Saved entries
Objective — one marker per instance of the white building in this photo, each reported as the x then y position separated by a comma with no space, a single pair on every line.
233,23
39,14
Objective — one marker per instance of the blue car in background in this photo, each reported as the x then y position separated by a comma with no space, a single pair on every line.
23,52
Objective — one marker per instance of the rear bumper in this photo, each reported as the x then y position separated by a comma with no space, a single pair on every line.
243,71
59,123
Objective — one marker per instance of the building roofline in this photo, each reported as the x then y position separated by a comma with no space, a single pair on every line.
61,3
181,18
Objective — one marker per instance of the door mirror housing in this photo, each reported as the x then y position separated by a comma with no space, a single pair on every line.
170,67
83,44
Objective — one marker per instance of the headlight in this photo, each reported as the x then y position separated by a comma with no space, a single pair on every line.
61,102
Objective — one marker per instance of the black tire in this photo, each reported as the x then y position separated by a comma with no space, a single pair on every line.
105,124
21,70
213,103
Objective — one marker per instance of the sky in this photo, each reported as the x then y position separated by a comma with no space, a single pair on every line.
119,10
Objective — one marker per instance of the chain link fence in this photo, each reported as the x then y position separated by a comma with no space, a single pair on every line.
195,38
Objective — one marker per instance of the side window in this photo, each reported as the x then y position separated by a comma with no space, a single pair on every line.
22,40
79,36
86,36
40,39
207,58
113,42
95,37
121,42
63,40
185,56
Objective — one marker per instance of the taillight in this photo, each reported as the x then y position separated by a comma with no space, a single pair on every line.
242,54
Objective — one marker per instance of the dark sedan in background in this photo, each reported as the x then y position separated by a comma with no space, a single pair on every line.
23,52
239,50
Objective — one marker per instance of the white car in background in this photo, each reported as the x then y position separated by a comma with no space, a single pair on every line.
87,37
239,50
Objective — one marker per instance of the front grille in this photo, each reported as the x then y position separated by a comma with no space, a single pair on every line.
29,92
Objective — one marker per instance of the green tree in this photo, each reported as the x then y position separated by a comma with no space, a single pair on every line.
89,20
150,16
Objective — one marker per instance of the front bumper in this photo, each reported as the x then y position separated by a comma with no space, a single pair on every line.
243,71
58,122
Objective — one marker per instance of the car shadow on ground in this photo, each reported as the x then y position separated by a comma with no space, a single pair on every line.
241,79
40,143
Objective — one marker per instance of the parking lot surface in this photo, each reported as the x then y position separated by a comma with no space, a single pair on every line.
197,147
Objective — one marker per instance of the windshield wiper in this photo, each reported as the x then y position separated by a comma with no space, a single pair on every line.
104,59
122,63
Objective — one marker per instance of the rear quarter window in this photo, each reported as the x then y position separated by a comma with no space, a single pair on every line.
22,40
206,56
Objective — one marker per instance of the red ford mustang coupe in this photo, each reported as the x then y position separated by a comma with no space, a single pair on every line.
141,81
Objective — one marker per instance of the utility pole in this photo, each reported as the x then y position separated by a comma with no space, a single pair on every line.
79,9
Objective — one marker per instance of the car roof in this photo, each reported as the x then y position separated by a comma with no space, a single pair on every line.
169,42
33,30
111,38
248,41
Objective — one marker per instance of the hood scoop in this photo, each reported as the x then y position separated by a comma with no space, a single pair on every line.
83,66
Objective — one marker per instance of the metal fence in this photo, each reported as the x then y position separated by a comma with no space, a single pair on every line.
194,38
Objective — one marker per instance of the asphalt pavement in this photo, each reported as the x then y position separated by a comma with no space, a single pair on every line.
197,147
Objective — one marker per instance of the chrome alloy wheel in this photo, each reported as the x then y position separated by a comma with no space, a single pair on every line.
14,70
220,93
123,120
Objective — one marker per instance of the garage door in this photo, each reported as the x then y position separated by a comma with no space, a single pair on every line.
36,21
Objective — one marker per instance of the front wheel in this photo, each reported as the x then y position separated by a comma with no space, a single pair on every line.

Exercise brief
The answer must be an exact copy of every record above.

Reply to the task
Objective — one marker per instance of the white building in this photo, each reported as the x then y position separated by a comma with no space, a single pair on every line.
233,23
39,14
Objective — one marker per instance of the blue car in background in this photo, each reported as the x then y position separated by a comma with no space, a single pair on every line.
23,52
Objective — one marker per instance of the rear bumper in this photo, each reported as the x then y position separated by a comma with no space, a single pair on every line.
243,71
59,123
Objective — one marker per instance of the building roofline in this photo, each reported as the x then y position separated by a comma with no space, a single pair on every line.
61,3
181,18
Objective — one marker per instance of the door mirror housing in this photo, each reported as the x then y position separated by a comma with no space, a single pair on every line.
170,67
83,44
Objective — one marker per instance of the headlight in this photo, each reported as the x then y position separated by a comma with no space, a single pair on every line.
61,102
Objective — one marker per instance of the black tire in this photo, each reported as the x then y position separated by a comma with no space, a single pair on every line.
105,124
21,70
213,103
Objective — one marker per instance of the sky in this photo, each reported as the x then y position separated by a comma with no space, a single pair on every line.
119,10
Objective — one marker per instance of the chain link fence in this photo, each reported as the x then y position separated by a comma with no space, a single pair on every line.
195,38
Objective — one marker per instance of the side window in this photo, each reported as the x then y position separated by a comma with no space, a single pair on every line.
22,40
79,36
86,36
40,39
207,58
113,42
95,37
121,42
63,40
185,56
Objective — one marker per instance of the taillight in this photo, each reported as the x then y position separated by a comma with no space, a single pair on every line.
242,54
Objective — one marker per instance of the dark sedan in background in this photo, each reported as the x then y position separated by a comma with no space, a single pair on every line.
23,52
239,50
Objective — one marker per instance of the white car in background in this photo, each reported as the x then y position separated by a comma with no space, a single pair on every line.
87,37
239,50
Objective — one marker per instance of the front grille in this photo, each reported as the x then y position separated by a comma with no space, a single pair on every line.
29,92
Objective — one marker per instance of the green tree in this photo, each reported as the x then y position separated by a comma with no space, a single pair on every line.
89,20
150,16
Objective — one marker per instance of the front bumper in this photo, each reported as the x then y position separated by a comma with no space, a single pair on every line.
243,71
58,122
Objective — one marker per instance of the car shadow on ground in this photo, each reported as the x then y position separated by a comma with no space, a single pair on every line.
241,79
40,143
Objective — one marker per instance of the parking lot surface in this photo, each reported as the x then y position separated by a comma with no space, a single pair on every line.
197,147
Objective — one marker per instance of the windshield wiper in this photo, each reported as the x then y position separated by a comma with no space, a single pair on every line.
104,59
122,63
Objective — one marker per instance of the rear quarter window in this photo, each reported as the x then y position separated by a comma with no space, a single pair on every line.
22,40
206,56
Objective — one marker per instance of the red ford mustang coupe in this photo, each reported as the x then y position separated by a comma with no space, a single pair on every line.
141,81
Objective — one marker per instance of the utility pole in this photo, each reported as the x then y position separated by a comma with no space, a single pair on every line.
79,9
Objective — one marker per instance of the car roof in this photo, each reported as the x then y position separated by a comma with no space, a single pair on every line.
169,42
33,30
111,38
248,41
Objective — one marker per instance of the hood scoop in this photo, each reported as the x then y position separated by a comma with no space, a single pair on every line.
83,66
Objective — one marker per instance of the metal fence in this photo, each reported as the x then y position separated by a comma with no space, a single pair on every line.
194,38
Objective — one marker per instance of the asphalt pavement in this photo, each reported as the x then y position separated by a comma with no space, a single pair on every line.
197,147
Objective — one marker per instance of the chrome alloy wheel in this photo, each reported as the x then y position separated by a comma with no space, a single pair on every line.
14,70
220,93
123,120
Objective — one marker per instance of the garage door in this photo, each reported as the x then y position separated by a comma with no space, a single pair on every line.
36,21
Objective — one marker per instance of the front wheel in this photo, each reported as the x then y position separated by a comma with no space, a single pair on every line.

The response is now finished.